"""
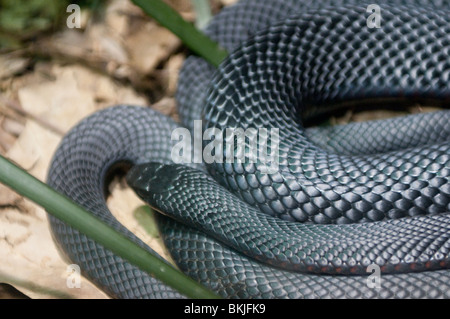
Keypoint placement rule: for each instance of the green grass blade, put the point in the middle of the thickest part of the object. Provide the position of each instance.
(202, 13)
(73, 214)
(187, 32)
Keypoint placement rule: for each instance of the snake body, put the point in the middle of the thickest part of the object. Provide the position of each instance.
(343, 198)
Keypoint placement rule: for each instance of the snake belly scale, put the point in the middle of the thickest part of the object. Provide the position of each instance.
(343, 198)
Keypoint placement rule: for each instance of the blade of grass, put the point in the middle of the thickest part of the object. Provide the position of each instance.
(202, 13)
(73, 214)
(187, 32)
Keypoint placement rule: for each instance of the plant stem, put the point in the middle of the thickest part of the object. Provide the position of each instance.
(73, 214)
(187, 32)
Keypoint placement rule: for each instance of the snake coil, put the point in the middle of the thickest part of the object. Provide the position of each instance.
(343, 198)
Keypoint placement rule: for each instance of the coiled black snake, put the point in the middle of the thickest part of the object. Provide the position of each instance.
(366, 193)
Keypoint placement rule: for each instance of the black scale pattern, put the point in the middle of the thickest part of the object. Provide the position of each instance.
(412, 181)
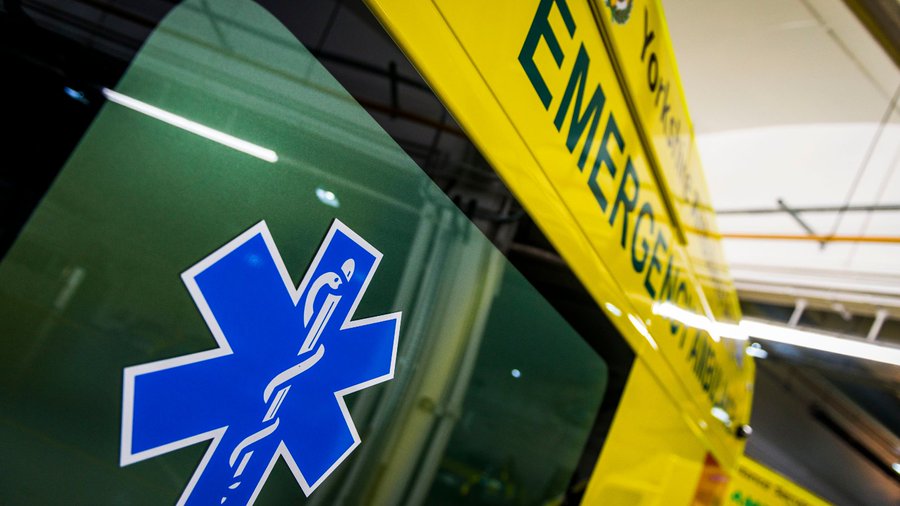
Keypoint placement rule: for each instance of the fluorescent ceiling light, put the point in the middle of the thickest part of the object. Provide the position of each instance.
(698, 321)
(642, 329)
(191, 126)
(821, 342)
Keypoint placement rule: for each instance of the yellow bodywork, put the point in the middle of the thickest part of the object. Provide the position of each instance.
(599, 175)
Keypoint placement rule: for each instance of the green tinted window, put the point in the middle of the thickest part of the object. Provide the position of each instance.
(494, 394)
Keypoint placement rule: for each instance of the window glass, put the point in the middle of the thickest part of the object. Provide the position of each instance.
(224, 119)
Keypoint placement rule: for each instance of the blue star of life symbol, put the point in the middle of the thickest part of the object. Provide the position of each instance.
(274, 387)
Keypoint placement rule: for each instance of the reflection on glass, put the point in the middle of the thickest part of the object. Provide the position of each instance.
(494, 393)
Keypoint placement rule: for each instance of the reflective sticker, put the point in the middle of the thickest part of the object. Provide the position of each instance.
(275, 385)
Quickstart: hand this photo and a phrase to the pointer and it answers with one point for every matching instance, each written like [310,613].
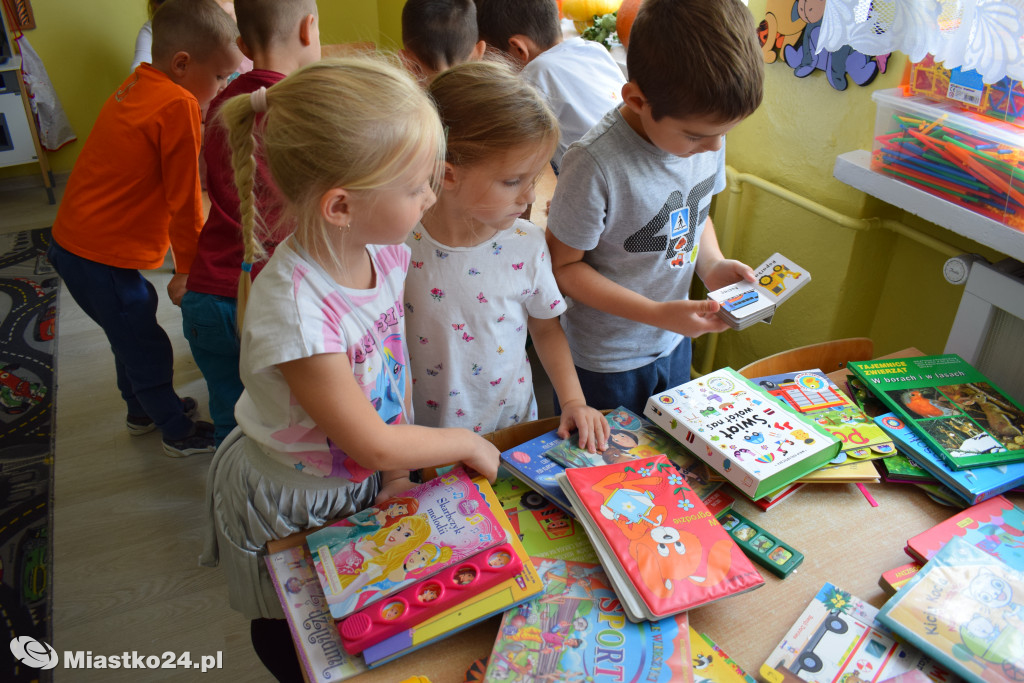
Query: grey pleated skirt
[252,499]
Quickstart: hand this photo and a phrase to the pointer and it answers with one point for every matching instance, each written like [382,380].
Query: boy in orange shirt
[134,190]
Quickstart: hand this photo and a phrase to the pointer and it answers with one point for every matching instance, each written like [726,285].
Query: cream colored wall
[87,48]
[870,284]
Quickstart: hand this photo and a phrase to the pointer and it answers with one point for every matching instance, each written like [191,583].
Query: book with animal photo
[381,550]
[664,551]
[839,638]
[957,411]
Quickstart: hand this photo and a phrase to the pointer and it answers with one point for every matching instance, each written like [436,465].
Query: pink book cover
[667,542]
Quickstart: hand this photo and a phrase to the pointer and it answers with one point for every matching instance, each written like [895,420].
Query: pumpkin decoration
[624,19]
[583,11]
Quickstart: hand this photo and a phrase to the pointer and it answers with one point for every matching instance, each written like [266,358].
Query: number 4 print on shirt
[683,221]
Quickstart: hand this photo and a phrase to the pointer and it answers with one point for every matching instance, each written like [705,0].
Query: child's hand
[392,487]
[483,457]
[593,428]
[691,318]
[726,271]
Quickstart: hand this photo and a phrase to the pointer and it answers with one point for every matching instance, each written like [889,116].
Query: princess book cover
[520,588]
[380,550]
[974,484]
[994,526]
[669,551]
[314,633]
[528,463]
[815,396]
[838,639]
[634,436]
[965,609]
[957,411]
[576,631]
[742,431]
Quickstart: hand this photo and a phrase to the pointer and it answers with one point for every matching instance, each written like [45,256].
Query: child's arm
[713,268]
[553,349]
[395,482]
[581,282]
[324,385]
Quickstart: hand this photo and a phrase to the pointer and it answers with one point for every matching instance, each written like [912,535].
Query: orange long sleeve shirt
[134,189]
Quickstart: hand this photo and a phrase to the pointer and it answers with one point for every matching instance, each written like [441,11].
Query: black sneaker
[200,441]
[141,424]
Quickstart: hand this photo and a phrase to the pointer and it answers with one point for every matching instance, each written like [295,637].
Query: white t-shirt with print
[467,309]
[297,310]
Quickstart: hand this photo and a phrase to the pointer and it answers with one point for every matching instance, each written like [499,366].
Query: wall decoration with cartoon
[791,28]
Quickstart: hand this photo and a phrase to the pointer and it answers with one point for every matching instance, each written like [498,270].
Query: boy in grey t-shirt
[629,222]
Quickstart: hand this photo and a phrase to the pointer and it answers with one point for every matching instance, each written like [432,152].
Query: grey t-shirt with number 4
[638,213]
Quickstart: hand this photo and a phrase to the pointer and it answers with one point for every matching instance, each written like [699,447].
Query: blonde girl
[324,422]
[480,278]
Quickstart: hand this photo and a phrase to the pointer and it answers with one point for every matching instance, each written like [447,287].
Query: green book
[954,409]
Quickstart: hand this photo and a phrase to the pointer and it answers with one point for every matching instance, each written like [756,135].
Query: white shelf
[854,168]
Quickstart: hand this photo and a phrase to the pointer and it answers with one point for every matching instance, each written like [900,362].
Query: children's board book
[662,548]
[543,528]
[957,411]
[381,550]
[740,430]
[634,436]
[527,463]
[313,630]
[964,609]
[994,526]
[974,484]
[745,303]
[839,639]
[811,393]
[712,664]
[520,588]
[577,631]
[895,579]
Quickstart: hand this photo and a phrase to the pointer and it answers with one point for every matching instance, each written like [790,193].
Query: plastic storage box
[972,161]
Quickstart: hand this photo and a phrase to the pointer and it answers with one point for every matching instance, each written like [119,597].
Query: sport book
[839,638]
[974,484]
[957,411]
[664,551]
[381,550]
[577,631]
[964,609]
[995,526]
[742,432]
[744,303]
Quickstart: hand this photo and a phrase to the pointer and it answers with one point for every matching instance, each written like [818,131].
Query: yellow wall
[88,47]
[872,284]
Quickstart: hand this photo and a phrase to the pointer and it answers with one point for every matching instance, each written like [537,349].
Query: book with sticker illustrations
[664,551]
[383,549]
[745,303]
[742,432]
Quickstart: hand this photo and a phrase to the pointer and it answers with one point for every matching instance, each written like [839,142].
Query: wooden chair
[828,356]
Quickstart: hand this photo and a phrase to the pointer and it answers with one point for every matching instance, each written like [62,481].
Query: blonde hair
[487,109]
[355,123]
[394,557]
[201,28]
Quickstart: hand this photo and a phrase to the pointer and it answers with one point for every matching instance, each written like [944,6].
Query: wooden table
"""
* **TASK ITEM**
Using the data above, reproduce exactly the lines from the line that contains "Query: pink book cover" through the line that contains "written like [45,256].", including both.

* **WORKED SOLUTION**
Query: pink book cover
[667,542]
Quickstart: hand this photo and a phrase to the pointer and it answers with one point for every matching instance, each written like [895,420].
Query: pumpkin decoration
[624,19]
[583,11]
Quickstart: hand this photo and a phrase to the pointer and it answers with one point for every matching instance, each written like [266,358].
Query: number 4 print on shirt
[683,221]
Quickstart: hand this photo and a phrase to the pointer and it answers with one point for every matching instance, each written like [705,0].
Query: child's hand
[392,487]
[483,457]
[593,428]
[691,318]
[726,271]
Quickstart: hand this photo and a phrase to the pointer and it answers with one point for every matching instance, each written like [889,116].
Query: princess book cover
[520,588]
[380,550]
[974,484]
[994,526]
[669,551]
[314,633]
[528,463]
[815,396]
[838,639]
[634,436]
[965,609]
[957,411]
[576,631]
[742,431]
Quickstart: hand this photo and a phrase to the pointer and it answers with one point for every matching instance, each written like [45,256].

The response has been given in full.